Ну предположим, учредитель или руководитель когда-то привлекался к ответственности. Пусть он был не прав, но его за это наказали. У него в приговоре написано, что он не имеет права больше быть учредителем или руководителем другой компании? Нет. Тогда почему его лишают этого права? Это самое настоящее нарушение прав человека, это против Конституции. Или вот еще критерий:

  • Неосуществление финансово-хозяйственной деятельности более трех месяцев.

Здесь вообще нет состава преступления. Ну мало ли почему компания не работает: нет спроса на продукцию, сезонный характер работ. То есть здесь вообще непонятно за что наказывать… 

В. Срапионов: Пандемия, в конце концов…

 

Фото: Kun.uz

Ю. Юсупов: Да, пандемия, в конце концов. И вот, если три месяца у вас не было работы, вы оказывается компанией-изгоем. Еще раз повторюсь: эти критерии вполне подходят для программы «Риск-Анализ». Но они абсурдны для того, чтобы компании лишать статуса налогоплательщика.

Несколько примеров из того, что мне пишут предприниматели:

  • Учредитель нескольких компаний: «Моя старая компания была ликвидирована 5 лет назад. Сейчас выясняется, что осталась какая-то задолженность – около 600 тыс. сумов. Никаких претензий раньше не было. Самое интересное, уже больше 2-х недель (!) НИКТО в ГНК НЕ ЗНАЕТ, КАК ЭТУ ЗАДОЛЖЕННОСТЬ ПРИНЯТЬ. Так как все компании, учредителями которых я являюсь, из-за этой глупости «загорелись красным». Деятельность 5-6 компаний просто встала, и БЮДЖЕТ УЖЕ НЕДОПОЛУЧИЛ около 60 млн сум налогов...».

- _Задания к упражнению_
[1] Перечислите все названные во фрагменте о критериях лишения статуса налогоплательщика причины, по которым компания может не вести деятельность.
[2] Продлите фрагмент о критериях лишения компаний статуса налогоплательщика, начав сразу после последнего приведенного в нем предложения.
Записи здесь никакой роли не играют.

- _Извлечённые записи_
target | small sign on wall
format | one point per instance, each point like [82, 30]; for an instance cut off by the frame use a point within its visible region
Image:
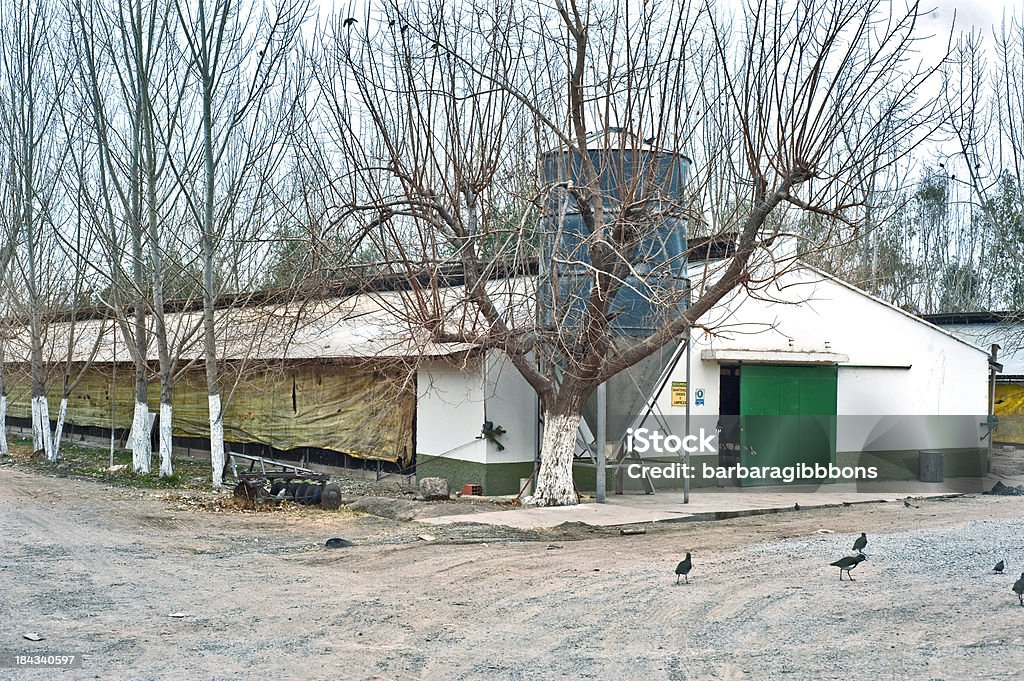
[679, 393]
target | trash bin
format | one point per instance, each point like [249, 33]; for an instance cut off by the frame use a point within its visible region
[930, 466]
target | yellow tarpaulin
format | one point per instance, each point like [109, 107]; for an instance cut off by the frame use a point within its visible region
[353, 410]
[1010, 411]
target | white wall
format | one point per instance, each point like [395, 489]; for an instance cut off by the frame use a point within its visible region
[450, 411]
[511, 403]
[897, 364]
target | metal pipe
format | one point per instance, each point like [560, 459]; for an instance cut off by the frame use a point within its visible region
[602, 438]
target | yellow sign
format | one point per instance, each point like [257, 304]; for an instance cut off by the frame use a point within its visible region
[679, 393]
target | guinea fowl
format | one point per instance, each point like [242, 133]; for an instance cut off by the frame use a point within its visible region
[847, 563]
[683, 568]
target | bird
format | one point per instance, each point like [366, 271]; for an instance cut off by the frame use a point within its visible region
[861, 542]
[337, 543]
[847, 563]
[683, 568]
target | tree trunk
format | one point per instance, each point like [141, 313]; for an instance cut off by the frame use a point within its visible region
[216, 440]
[41, 427]
[166, 441]
[58, 430]
[4, 452]
[141, 450]
[554, 479]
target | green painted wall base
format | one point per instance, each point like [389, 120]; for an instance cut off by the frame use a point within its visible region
[504, 478]
[497, 479]
[902, 464]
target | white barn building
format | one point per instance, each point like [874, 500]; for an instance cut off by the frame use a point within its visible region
[860, 383]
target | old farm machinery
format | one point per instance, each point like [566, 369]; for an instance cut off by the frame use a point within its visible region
[289, 482]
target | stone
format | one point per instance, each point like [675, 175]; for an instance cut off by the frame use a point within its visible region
[930, 467]
[434, 488]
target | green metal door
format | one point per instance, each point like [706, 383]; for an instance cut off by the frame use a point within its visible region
[787, 417]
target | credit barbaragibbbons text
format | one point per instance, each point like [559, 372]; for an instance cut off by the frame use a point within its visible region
[652, 441]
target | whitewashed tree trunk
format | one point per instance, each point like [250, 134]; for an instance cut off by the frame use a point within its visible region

- _Ответы по заданиям_
[1] нет спроса на продукцию; сезонный характер работ; пандемия

[2]
А каковы потери самих компаний, сколько зарплаты люди не получили? Пример того, как нарушается принцип ограниченной ответственности. Компании не должны нести ответственность за долги учредителя. Это же абсурд.

  • Оборот компании в прошлом году превысил 1 млрд и она должна стать плательщиком НДС: «Более 20 дней компания не могла получить статус. Наш запрос мурыжили до 16 января, а потом отказали в регистрации по причине якобы отсутствия по месту регистрации. Невзирая на все приложенные документы и зарегистрированный по новой форме договор аренды. Не нашли офис, говорят…»
  •  Владелец ресторана пишет: «Основные поставщики (торговые точки) все «красного» цвета. Сами не знают почему, но влияют на цвет наших ЭСФ и ставят под сомнение нашу деятельность. А где покупать продукты? С кем работать?».

Таким образом, проблема заключается в том, что абсолютно неправильно применяются инструменты программы «Риск-Анализ» – для того, чтобы применять совершенно противозаконную меру наказания предприятия. Платить налог на добавленную стоимость — это обязанность предприятия, а не его право. Ну как можно наказывать посредством запрета выполнять свои обязательства?

И какой вывод? Надо категорически запретить практику лишать статуса плательщика НДС. Я повторяю: одна треть предприятий у нас лишена этого статуса временно, или постоянно.

В. Срапионов: Я бы добавил, что Налоговый Кодекс содержит совершенно простое условие и обязанность перехода предприятия на уплату НДС – это годовой оборот более одного миллиарда сумов. По этому критерию предприятие обязано перейти на эту форму налогообложения, а налоговые органы обязаны зарегистрировать его в таком качестве. Всё просто. И никаких условий приостановки и отзыва статуса плательщика НДС Кодекс не содержит. По крайней мере, я не нашел такого, просмотрев текст Кодекса вдоль и поперек.

Возможность приостановки статуса плательщика НДС и последствия такой приостановки возникли в упомянутом выше ПКМ №595.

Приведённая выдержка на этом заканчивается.